> [Text]
[Column] The NATO of Asia wallows in the long shadow of Abe

Posted on : 2020-09-30 18:00 KST Modified on : 2020-09-30 18:00 KST
The former Japanese prime minister helped create the Quad and was instrumental in its revival
Japanese Prime Minister Shinzo Abe after his announcement of his resignation at the Office of the Prime Minister in Tokyo on Aug. 28. (Reuters/Yonhap News)
Japanese Prime Minister Shinzo Abe after his announcement of his resignation at the Office of the Prime Minister in Tokyo on Aug. 28. (Reuters/Yonhap News)

The quadrilateral security dialogue known as the Quad began in 2007 on the initiative of former Japanese Prime Minister Shinzo Abe. It was an informal security forum designed for the US, Japan, Australia, and India to make a joint response to China. Abe imagined the four countries banding together to encircle China under the slogan of an “arc of freedom and prosperity.”

> [Written tasks]
1. Translate this sentence from the Quad column into Spanish: "It was an informal security forum designed for the US, Japan, Australia, and India to make a joint response to China."
2. Carry on writing the Quad column, starting after its last sentence.

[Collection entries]

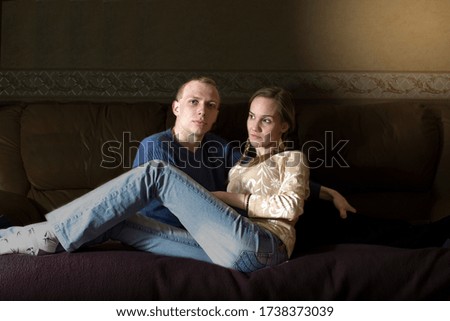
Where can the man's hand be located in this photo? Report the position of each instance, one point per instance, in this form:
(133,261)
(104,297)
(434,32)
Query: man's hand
(339,201)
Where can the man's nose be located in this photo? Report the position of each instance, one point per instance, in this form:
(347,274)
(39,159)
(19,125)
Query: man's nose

> [Outputs]
1. Era un foro de seguridad informal diseñado para que Estados Unidos, Japón, Australia e India dieran una respuesta conjunta a China.

2.
The Quad has waxed and waned over time, depending on its members’ respective relations with China. During a visit to China in 2008, Indian Prime Minister Manmohan Singh declared that India was not part of efforts to contain China. Then Australian Prime Minister Kevin Rudd, who had a background in researching China, announced that Australia was leaving the quad and pursuing a strategy of reconciliation with China. After those developments, the Quad appeared to disintegrate.

The forgotten concept of the Quad was unearthed through a mutual understanding between Abe and Donald Trump, after his inauguration as US president in 2017. During the intensifying conflict between the US and China, this plan has evolved into the Quad Plus, which seeks to create an expanded multilateral security organization against China in which the US, Japan, India, and Australia would remain the key members and other countries would be recruited as junior partners. The vision is an Asian equivalent to NATO, the organization that was the military antagonist of the Soviet Union during the Cold War.

The US has continued to signal that South Korea ought to take part in the proposed organization. US Deputy Secretary of State Stephen Biegun and Secretary of Defense Mark Esper have repeatedly spoken of the need for a multilateral security organization akin to NATO in the Indo-Pacific region and have mentioned South Korea, New Zealand, and Vietnam, in addition to the four original Quad members. When US Secretary of State Mike Pompeo visits South Korea early next month, he’s likely to ask South Korea to play an active role in containing China. Pompeo will be stopping by South Korea on his way to Tokyo to attend a meeting with other Quad foreign ministers.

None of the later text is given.